**TASK INSTRUCTIONS:** Copy out, from the data below, each line in which the word "blazer" occurs.

**TASK MATERIAL:**
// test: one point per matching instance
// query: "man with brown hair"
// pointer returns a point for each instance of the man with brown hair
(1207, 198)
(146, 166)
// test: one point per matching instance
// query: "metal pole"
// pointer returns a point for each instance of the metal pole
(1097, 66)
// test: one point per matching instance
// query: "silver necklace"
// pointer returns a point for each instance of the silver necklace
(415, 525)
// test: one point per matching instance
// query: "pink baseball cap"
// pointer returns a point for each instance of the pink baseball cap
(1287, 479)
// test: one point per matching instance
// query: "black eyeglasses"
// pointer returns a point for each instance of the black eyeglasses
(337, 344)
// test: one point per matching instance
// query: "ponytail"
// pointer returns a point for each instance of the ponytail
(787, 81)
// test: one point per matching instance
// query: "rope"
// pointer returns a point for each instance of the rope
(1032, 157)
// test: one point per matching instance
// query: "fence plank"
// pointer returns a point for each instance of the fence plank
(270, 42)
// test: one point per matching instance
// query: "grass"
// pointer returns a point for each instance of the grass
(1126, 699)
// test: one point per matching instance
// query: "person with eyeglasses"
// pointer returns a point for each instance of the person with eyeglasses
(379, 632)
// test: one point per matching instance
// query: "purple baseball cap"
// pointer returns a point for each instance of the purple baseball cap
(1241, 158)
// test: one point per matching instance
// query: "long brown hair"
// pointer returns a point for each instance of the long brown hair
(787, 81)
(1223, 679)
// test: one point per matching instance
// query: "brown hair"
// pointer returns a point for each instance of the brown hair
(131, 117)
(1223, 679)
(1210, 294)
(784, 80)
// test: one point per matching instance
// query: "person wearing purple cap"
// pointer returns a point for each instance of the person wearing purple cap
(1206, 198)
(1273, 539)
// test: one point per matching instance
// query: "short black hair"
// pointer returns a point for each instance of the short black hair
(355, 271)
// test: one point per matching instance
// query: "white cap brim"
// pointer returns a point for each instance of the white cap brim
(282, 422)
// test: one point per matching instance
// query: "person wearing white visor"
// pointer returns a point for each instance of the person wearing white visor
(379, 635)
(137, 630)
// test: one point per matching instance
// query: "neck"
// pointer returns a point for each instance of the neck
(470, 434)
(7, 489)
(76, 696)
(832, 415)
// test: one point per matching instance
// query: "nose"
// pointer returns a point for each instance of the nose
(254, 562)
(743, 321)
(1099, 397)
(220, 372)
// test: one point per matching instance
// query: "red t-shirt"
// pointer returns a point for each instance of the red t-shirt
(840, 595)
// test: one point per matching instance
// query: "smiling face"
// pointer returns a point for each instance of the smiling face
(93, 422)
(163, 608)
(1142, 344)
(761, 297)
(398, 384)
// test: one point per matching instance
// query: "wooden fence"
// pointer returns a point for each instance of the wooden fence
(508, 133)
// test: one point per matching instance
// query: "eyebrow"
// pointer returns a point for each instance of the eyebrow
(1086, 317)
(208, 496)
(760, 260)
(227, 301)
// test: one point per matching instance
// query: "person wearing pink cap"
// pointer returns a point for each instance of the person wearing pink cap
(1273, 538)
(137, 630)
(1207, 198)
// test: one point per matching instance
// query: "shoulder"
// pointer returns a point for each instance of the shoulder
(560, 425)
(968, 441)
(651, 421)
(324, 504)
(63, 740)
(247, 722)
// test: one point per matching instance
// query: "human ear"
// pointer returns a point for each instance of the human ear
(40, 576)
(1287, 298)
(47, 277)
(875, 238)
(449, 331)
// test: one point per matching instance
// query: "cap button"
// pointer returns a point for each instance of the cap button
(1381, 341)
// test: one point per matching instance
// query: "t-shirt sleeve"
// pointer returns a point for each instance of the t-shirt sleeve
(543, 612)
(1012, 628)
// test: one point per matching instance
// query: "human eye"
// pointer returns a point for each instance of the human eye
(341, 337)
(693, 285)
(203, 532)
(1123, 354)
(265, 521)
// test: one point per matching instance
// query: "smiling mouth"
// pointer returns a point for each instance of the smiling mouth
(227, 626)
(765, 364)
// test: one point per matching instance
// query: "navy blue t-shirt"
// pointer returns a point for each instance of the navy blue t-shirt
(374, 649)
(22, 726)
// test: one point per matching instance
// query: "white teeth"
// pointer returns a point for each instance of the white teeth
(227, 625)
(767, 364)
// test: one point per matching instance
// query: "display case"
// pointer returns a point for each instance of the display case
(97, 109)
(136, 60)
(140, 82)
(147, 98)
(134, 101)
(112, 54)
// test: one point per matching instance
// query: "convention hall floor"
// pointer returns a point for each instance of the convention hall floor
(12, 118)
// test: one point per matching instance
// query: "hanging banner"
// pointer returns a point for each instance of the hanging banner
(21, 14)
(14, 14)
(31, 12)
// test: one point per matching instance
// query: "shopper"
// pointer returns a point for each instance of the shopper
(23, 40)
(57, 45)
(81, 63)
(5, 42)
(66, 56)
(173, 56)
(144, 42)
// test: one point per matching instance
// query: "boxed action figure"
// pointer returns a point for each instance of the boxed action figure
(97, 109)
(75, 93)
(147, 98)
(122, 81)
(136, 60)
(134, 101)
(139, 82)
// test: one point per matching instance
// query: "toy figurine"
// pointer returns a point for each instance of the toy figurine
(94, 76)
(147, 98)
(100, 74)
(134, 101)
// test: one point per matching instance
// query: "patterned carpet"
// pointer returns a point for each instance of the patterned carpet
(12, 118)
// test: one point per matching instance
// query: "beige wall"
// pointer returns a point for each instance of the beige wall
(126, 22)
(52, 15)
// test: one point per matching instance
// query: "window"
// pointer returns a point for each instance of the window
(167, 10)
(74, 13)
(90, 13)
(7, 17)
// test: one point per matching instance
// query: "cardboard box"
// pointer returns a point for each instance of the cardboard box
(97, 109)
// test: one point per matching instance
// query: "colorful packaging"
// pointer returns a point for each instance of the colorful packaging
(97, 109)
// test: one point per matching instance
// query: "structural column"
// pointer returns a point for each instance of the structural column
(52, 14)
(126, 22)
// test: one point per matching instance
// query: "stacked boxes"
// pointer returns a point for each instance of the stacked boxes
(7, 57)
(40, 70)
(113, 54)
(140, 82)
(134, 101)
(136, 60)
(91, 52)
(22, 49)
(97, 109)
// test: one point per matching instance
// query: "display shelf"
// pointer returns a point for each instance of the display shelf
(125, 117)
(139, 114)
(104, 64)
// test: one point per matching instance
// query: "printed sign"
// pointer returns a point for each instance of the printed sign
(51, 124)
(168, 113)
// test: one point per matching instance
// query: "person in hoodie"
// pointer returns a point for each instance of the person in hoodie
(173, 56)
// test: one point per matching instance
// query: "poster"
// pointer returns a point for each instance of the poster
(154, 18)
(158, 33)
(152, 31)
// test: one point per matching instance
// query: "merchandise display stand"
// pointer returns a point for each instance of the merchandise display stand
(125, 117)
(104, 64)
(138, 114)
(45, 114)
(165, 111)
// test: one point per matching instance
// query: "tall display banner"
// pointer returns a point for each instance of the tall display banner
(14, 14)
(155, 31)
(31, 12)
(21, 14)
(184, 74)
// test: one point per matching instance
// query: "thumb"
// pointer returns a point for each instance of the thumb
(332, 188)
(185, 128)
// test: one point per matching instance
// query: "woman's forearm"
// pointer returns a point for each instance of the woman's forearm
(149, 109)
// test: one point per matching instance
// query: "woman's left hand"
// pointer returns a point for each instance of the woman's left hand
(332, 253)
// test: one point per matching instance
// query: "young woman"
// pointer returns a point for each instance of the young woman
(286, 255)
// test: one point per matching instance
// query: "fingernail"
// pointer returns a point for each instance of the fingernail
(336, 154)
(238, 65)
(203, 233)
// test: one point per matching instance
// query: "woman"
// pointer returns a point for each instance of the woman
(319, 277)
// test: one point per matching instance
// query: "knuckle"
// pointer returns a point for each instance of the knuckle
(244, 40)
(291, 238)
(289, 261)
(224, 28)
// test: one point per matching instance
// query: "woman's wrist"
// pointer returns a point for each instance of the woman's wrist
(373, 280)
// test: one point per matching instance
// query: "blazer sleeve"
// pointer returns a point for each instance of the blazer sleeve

**TASK SOLUTION:**
// query: "blazer sleeve"
// pointer returns a point for each instance of the blazer sleeve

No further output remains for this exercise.